Rewrite the rows below, changing every "instance" to "occurrence" and leaving everything else as it is.

===== Input rows =====

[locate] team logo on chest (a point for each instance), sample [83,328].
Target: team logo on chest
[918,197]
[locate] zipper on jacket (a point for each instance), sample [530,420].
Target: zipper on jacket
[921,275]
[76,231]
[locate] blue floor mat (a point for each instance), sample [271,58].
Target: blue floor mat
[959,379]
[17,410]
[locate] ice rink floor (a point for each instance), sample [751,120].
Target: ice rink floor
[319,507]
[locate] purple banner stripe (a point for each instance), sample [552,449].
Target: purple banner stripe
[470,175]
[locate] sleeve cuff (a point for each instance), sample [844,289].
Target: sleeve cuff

=====

> **The response**
[locate] team logo on chest (a point for each occurrence), sample [83,328].
Target: team logo on chest
[918,197]
[locate] zipper on jacket (a point for each occurrence), sample [530,420].
Target: zipper on jacket
[921,275]
[76,231]
[locate] blue floor mat (a point for each occurrence), sample [271,58].
Target: blue floor mat
[959,379]
[17,410]
[locate] ice rink floor (a point for each occurrence), sample [751,120].
Target: ice rink floor
[319,507]
[locate] purple banner stripe (a point for each occurrence), sample [552,449].
Target: purple banner stripe
[470,175]
[locate] sleeve cuff (a point for each occurrence), sample [844,289].
Target: sleeve cuff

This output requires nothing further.